* EXERCISE DIRECTIONS
Transcribe the records below exactly.
** START DATA FOR THIS EXERCISE **
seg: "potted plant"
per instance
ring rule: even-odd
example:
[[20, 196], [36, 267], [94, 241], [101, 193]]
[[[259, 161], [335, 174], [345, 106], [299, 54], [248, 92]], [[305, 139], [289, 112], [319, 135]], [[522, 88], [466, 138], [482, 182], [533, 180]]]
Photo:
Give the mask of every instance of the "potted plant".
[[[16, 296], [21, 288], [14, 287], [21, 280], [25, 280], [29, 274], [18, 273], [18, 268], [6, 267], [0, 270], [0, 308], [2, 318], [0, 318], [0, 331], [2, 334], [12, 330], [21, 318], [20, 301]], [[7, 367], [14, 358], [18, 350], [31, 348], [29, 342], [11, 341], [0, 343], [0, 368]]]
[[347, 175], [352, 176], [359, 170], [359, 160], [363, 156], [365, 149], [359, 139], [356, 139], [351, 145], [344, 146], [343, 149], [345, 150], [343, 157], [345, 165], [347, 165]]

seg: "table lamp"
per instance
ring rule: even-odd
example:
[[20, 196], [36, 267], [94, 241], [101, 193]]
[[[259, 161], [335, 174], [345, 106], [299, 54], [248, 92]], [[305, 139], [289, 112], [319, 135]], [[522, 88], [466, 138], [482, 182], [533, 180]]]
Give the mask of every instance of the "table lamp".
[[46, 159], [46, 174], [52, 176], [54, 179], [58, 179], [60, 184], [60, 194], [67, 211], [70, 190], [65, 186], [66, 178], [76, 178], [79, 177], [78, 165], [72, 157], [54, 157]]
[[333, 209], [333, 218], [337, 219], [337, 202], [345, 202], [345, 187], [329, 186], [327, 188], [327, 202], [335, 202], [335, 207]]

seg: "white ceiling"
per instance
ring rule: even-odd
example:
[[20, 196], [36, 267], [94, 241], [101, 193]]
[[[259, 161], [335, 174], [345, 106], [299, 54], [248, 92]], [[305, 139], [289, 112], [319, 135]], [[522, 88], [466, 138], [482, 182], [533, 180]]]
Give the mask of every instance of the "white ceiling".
** END DATA FOR THIS EXERCISE **
* ANSWER TO THE PROBLEM
seg: "potted plant"
per instance
ring rule: even-odd
example:
[[20, 196], [36, 267], [94, 241], [101, 193]]
[[[259, 161], [335, 174], [345, 106], [299, 54], [248, 92]], [[305, 139], [289, 112], [319, 135]], [[522, 88], [466, 138], [482, 182], [533, 180]]]
Photo:
Give the mask of every instance of the "potted plant".
[[[16, 296], [21, 288], [14, 287], [21, 280], [25, 280], [29, 274], [18, 273], [18, 268], [6, 267], [0, 270], [0, 308], [2, 318], [0, 318], [0, 331], [2, 334], [12, 330], [21, 318], [20, 301]], [[7, 367], [14, 358], [18, 350], [31, 348], [29, 342], [11, 341], [0, 343], [0, 368]]]
[[347, 175], [352, 176], [359, 170], [359, 160], [363, 156], [365, 149], [359, 139], [356, 139], [351, 145], [344, 146], [343, 149], [345, 150], [343, 157], [345, 165], [347, 165]]

seg: "table lamp"
per instance
ring rule: even-odd
example:
[[20, 196], [36, 267], [94, 241], [101, 193]]
[[[259, 161], [335, 174], [345, 106], [299, 54], [248, 92]], [[305, 139], [289, 112], [319, 135]], [[522, 88], [466, 138], [482, 182], [533, 180]]]
Give the mask of every instance of the "table lamp".
[[46, 159], [46, 174], [52, 176], [54, 179], [58, 179], [60, 184], [60, 194], [67, 211], [70, 190], [65, 186], [66, 178], [76, 178], [79, 177], [78, 165], [72, 157], [54, 157]]
[[333, 209], [333, 218], [337, 219], [337, 202], [345, 202], [345, 187], [329, 186], [327, 188], [327, 202], [335, 202], [335, 207]]

seg: "white ceiling"
per instance
ring rule: even-odd
example:
[[20, 196], [36, 267], [94, 241], [101, 193]]
[[[259, 161], [335, 174], [345, 106], [299, 54], [248, 92]], [[305, 139], [289, 112], [319, 135]], [[522, 88], [466, 138], [482, 182], [533, 180]]]
Give the mask of every instance of the "white ceiling".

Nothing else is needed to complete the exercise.